— Data to examine —
* * *
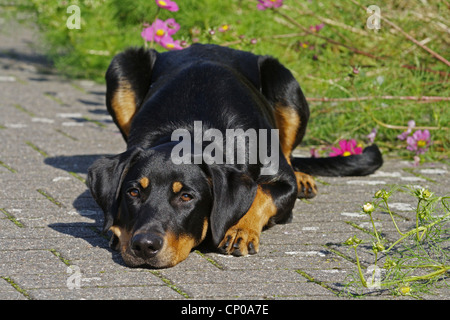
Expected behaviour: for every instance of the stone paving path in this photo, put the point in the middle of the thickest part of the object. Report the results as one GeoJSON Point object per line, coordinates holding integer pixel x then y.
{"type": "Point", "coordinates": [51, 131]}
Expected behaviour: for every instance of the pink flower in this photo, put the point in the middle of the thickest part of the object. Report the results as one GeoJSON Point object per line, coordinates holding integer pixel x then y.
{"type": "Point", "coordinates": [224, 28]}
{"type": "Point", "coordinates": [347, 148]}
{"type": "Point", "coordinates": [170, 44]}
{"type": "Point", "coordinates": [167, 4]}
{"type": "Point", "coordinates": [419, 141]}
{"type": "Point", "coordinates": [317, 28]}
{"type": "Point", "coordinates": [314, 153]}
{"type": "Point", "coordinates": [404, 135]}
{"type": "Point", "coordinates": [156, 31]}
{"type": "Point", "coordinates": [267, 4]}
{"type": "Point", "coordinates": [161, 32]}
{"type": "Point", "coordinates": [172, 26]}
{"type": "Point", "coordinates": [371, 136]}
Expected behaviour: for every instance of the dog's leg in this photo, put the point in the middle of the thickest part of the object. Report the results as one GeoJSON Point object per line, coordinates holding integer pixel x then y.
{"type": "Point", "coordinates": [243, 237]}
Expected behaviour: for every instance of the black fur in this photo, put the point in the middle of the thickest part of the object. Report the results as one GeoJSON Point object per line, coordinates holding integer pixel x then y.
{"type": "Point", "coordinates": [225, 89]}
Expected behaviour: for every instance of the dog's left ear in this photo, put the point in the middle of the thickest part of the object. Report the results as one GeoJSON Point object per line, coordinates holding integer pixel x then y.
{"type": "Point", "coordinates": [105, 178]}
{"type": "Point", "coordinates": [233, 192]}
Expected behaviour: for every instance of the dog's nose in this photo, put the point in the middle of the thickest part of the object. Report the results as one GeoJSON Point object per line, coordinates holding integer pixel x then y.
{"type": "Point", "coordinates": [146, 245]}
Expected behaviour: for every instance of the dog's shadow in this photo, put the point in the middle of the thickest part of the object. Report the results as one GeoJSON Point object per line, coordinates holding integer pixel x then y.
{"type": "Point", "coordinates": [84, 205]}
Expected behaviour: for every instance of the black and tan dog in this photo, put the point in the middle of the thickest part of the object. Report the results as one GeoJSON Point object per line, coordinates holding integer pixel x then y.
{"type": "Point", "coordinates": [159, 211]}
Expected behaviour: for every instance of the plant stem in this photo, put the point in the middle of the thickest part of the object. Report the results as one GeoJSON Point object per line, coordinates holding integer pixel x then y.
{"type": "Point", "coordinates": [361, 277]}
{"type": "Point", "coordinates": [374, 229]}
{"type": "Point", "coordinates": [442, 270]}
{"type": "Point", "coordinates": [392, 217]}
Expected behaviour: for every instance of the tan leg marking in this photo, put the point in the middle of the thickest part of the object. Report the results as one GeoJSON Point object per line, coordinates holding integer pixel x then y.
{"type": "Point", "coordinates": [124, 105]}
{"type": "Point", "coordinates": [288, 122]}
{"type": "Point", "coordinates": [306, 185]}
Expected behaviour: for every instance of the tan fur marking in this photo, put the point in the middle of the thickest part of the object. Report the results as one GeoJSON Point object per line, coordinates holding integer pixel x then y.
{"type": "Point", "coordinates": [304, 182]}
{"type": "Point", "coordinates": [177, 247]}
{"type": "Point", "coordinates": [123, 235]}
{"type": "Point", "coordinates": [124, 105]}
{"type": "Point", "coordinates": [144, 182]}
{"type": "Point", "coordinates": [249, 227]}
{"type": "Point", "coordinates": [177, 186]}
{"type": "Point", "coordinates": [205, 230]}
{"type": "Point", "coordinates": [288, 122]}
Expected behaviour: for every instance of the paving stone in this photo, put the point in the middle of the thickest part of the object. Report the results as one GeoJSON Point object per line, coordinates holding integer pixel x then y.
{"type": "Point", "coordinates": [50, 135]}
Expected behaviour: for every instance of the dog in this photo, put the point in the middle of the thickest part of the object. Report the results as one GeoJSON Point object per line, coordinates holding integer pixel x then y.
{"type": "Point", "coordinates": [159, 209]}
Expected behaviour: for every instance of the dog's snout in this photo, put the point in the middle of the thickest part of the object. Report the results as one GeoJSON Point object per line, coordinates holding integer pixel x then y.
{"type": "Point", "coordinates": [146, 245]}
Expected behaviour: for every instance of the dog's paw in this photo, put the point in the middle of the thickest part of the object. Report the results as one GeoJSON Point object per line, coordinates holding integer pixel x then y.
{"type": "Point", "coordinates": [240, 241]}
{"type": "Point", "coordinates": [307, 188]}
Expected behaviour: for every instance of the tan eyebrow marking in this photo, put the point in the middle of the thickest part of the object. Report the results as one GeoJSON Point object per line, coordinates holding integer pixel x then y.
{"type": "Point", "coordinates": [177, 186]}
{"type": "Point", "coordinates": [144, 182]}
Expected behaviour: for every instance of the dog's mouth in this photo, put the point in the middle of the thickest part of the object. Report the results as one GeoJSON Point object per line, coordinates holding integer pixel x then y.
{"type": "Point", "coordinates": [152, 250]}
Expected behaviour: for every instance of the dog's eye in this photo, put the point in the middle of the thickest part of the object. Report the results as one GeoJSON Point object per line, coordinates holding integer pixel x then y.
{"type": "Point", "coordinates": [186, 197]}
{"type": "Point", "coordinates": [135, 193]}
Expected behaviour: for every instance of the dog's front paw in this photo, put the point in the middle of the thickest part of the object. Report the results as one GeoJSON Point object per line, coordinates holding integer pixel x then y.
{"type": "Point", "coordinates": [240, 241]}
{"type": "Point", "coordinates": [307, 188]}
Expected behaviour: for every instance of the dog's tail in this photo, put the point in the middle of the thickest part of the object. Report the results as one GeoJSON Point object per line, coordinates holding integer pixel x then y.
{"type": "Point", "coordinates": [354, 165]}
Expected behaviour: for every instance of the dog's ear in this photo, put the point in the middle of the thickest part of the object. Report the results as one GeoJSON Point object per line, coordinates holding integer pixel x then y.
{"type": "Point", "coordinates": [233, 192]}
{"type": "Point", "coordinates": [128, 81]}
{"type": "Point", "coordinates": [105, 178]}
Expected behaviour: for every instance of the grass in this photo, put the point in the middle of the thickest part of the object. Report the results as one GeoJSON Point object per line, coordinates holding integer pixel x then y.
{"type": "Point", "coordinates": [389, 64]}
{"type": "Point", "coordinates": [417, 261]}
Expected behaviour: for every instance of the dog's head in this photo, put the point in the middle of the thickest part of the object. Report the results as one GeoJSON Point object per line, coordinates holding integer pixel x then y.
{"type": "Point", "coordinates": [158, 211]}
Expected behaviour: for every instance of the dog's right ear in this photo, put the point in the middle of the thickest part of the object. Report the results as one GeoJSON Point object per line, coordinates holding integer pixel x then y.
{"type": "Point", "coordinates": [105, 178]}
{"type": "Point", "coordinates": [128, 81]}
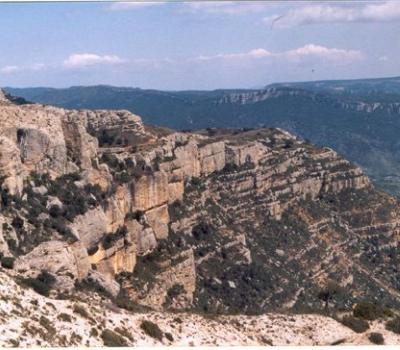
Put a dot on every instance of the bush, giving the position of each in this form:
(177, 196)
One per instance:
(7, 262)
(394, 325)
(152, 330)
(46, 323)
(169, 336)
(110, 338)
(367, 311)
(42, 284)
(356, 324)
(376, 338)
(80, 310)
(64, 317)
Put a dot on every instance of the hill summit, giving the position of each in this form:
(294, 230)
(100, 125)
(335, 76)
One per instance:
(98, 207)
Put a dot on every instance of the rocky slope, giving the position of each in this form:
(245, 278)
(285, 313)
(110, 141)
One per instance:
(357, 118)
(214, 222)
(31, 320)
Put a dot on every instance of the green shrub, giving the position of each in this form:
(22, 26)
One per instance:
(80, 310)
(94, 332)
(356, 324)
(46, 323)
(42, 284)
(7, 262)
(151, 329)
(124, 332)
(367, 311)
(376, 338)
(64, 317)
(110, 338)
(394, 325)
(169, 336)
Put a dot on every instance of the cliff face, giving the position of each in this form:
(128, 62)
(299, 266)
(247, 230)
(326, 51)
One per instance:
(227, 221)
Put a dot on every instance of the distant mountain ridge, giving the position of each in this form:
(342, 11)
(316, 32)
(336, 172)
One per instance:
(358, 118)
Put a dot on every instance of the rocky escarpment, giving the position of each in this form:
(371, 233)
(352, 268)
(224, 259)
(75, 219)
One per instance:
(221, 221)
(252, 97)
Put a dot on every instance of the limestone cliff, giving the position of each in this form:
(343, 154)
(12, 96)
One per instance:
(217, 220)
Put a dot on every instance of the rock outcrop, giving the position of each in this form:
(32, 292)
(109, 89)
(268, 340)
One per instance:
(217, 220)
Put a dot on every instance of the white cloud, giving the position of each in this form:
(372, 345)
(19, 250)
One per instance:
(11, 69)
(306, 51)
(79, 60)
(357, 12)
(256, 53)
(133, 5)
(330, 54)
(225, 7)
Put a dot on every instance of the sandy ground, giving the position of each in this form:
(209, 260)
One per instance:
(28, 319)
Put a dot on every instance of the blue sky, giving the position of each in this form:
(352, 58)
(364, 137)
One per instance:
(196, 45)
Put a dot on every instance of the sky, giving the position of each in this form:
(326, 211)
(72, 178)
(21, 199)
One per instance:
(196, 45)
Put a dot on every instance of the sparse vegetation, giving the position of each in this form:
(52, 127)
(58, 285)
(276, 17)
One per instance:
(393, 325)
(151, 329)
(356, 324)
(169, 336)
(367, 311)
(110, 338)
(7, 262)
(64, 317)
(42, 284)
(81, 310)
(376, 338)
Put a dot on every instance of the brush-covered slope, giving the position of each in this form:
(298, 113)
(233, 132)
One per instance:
* * *
— Required action —
For the listing above, state the number of lines that contain the word "slope" and nothing more.

— Response for this exercise —
2